__To do__
Gather every line in the rows below that contains the string "field", and copy each one in full. Only matches with the same capitalization count.

__Input material__
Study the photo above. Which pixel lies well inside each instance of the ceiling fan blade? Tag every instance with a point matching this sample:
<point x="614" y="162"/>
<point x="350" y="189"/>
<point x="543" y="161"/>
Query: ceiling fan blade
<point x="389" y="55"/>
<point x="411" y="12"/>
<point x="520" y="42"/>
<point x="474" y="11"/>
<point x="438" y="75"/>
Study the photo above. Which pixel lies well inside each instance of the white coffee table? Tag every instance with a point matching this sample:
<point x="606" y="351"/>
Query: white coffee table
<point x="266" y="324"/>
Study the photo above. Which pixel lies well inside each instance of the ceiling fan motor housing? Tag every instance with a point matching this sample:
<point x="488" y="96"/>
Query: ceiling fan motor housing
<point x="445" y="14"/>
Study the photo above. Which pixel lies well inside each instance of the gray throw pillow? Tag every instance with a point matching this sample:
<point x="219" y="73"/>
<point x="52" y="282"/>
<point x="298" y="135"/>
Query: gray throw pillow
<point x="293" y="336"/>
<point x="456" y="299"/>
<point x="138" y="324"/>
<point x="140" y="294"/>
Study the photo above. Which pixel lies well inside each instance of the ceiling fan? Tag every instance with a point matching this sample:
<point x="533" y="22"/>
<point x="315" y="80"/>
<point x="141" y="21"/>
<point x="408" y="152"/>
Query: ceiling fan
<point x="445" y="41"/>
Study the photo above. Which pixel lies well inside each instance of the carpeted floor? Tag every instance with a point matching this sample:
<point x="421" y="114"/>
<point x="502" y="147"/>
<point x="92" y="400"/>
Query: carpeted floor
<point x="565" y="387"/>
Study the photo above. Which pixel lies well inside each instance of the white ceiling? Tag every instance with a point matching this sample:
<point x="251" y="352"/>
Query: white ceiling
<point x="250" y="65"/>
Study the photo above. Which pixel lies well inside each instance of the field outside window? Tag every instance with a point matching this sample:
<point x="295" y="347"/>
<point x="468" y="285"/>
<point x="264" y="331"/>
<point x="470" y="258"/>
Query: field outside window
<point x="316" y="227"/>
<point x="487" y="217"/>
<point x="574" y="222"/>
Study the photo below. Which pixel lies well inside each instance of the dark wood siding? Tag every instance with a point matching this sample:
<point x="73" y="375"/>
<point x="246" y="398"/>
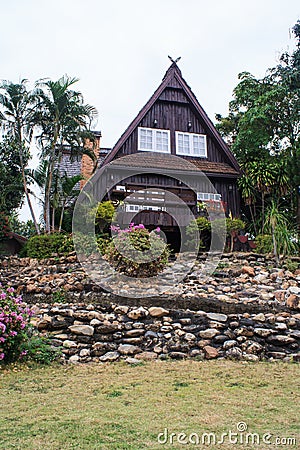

__Response to this task__
Study the photo above. Which pixel lies well inside each instance of the field outside window? Tag every instance with a point matching this sample:
Query: field outside window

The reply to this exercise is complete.